• **WHAT IS BEING ASKED**: Your answer consists of the lines in the data that contain "surface". Copy each of them.

• **SOURCE DATA**:
•••

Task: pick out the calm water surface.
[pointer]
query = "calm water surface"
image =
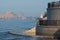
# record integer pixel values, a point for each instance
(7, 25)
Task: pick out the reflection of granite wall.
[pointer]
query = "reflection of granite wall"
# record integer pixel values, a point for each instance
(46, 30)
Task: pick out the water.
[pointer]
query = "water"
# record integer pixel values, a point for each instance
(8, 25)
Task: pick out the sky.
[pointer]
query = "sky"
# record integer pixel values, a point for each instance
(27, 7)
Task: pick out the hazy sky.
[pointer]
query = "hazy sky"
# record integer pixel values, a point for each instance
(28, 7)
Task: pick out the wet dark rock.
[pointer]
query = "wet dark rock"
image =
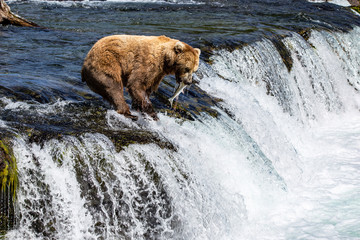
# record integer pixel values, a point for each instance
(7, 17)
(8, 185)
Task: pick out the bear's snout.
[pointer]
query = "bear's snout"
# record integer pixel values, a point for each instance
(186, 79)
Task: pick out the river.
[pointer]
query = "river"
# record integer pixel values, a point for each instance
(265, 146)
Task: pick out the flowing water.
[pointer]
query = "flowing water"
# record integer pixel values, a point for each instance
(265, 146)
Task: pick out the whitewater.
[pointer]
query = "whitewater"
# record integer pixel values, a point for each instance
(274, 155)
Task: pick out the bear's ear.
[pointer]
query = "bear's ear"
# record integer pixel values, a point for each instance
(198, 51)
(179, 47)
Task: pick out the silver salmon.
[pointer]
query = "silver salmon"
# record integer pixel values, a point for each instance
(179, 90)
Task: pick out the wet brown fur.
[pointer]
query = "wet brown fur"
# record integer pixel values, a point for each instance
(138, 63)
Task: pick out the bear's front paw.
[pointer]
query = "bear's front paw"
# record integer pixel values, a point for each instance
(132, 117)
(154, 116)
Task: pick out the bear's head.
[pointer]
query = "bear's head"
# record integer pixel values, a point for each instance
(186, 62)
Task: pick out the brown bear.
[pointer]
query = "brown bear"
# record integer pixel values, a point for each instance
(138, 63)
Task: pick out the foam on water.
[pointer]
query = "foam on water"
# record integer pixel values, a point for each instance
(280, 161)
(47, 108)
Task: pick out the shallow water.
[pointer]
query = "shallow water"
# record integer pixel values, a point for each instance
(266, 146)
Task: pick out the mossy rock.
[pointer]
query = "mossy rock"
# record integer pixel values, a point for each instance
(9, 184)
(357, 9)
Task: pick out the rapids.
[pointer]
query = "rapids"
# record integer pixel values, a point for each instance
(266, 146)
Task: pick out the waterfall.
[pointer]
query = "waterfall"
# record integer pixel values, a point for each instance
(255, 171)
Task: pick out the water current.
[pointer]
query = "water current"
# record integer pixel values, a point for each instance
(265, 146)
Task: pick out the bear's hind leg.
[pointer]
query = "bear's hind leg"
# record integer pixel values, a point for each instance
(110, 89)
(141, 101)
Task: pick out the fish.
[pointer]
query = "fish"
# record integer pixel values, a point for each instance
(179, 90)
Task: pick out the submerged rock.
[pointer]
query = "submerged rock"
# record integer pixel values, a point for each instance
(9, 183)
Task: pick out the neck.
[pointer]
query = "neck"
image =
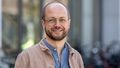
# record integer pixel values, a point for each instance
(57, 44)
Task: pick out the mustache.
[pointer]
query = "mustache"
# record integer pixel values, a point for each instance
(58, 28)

•••

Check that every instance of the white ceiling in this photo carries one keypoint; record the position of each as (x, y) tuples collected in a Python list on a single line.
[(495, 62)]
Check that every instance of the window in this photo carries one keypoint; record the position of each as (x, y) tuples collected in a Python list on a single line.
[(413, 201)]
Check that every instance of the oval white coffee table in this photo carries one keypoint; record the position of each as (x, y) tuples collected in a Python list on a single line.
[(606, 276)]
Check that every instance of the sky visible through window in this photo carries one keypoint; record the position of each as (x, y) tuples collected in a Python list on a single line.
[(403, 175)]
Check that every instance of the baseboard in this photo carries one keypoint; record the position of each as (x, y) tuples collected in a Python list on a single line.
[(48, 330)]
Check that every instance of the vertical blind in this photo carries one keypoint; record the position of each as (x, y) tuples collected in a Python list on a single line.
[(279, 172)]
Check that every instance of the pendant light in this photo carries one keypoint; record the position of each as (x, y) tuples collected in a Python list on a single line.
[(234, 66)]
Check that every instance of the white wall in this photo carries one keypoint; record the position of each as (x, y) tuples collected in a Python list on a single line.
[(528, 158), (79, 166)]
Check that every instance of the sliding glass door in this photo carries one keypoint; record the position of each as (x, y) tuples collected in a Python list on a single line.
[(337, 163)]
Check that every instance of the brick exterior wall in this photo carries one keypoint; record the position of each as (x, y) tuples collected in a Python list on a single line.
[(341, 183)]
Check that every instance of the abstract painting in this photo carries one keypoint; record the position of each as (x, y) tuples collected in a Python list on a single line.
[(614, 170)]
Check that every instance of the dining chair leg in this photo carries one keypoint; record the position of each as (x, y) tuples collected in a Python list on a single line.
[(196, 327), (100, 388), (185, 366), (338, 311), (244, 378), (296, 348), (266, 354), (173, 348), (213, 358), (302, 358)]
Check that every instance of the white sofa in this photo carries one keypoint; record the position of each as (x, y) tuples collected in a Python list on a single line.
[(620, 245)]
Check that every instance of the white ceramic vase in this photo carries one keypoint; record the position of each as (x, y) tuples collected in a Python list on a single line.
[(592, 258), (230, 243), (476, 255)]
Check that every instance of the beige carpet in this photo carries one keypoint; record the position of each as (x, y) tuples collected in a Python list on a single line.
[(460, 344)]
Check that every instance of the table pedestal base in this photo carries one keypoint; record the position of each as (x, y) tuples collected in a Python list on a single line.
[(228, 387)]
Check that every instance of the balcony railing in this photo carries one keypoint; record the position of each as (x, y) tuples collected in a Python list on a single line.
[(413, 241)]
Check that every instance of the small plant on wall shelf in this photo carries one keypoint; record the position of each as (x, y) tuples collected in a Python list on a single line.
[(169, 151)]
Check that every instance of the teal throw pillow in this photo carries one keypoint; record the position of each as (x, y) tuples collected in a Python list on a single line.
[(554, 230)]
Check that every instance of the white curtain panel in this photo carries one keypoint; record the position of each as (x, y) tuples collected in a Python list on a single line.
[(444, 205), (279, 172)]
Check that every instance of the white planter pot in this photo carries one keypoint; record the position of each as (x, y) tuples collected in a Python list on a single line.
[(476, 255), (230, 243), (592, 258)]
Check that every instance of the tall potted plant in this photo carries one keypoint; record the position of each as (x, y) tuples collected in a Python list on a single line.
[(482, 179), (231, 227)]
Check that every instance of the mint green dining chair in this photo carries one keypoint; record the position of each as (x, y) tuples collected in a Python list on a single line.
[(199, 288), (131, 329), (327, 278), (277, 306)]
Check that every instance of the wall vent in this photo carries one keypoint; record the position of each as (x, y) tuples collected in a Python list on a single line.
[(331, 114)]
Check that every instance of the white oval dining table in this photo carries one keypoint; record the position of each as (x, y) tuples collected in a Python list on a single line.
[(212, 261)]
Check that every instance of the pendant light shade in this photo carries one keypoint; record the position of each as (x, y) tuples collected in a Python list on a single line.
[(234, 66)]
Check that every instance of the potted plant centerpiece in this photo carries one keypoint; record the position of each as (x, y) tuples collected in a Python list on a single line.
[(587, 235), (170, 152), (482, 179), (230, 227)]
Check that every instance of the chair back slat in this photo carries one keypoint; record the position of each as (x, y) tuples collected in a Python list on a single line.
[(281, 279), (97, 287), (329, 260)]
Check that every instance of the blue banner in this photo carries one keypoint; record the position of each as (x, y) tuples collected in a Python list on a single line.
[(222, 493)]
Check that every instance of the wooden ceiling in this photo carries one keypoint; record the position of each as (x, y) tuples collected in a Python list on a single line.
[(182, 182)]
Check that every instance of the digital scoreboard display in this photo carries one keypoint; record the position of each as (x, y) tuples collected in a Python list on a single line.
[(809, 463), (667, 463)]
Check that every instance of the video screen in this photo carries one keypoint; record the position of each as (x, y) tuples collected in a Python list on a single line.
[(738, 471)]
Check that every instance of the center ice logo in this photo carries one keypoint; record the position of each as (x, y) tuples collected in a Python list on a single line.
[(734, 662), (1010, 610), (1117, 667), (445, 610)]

•••

• **ANSWER TO THIS TASK**:
Task: pick out the calm water surface.
query = "calm water surface"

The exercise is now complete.